Please count the lines in the data below that contain the word "every". Reply with the number alone.

### Lines of data
____

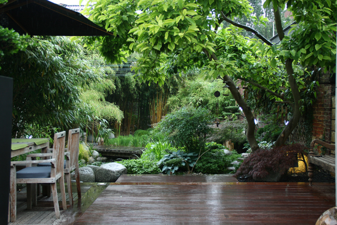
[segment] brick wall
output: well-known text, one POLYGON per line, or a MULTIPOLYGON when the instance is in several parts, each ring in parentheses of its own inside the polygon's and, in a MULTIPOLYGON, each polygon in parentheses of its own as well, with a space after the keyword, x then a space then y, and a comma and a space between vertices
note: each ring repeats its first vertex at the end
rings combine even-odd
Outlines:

____

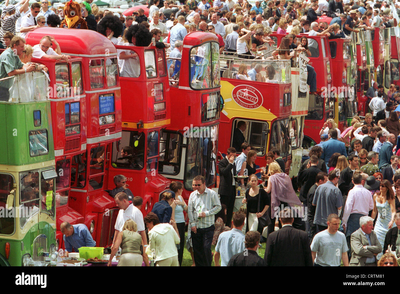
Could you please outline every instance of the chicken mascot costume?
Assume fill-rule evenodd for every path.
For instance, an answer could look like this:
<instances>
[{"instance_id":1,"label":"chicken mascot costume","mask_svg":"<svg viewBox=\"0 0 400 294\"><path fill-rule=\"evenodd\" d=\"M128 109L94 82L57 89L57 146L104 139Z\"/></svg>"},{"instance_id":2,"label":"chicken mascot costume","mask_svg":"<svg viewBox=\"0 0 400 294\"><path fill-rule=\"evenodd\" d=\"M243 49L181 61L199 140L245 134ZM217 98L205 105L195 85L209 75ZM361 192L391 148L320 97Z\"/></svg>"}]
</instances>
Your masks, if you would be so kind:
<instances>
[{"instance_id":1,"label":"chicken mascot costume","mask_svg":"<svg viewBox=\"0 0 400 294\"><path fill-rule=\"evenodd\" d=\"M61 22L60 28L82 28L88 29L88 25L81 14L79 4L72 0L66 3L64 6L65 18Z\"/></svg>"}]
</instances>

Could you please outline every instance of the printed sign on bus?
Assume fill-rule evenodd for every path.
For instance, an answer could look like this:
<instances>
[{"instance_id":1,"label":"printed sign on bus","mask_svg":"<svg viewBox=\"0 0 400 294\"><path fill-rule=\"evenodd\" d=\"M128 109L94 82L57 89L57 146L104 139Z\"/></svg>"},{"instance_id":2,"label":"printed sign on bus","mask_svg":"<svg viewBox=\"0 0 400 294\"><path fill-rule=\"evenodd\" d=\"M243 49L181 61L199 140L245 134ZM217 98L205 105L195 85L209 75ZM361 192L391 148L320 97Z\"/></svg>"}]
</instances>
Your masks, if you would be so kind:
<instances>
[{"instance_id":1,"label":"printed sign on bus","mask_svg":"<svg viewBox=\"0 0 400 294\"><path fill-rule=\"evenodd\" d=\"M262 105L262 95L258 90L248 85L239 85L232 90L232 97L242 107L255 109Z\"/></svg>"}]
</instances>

____

### Solution for this exercise
4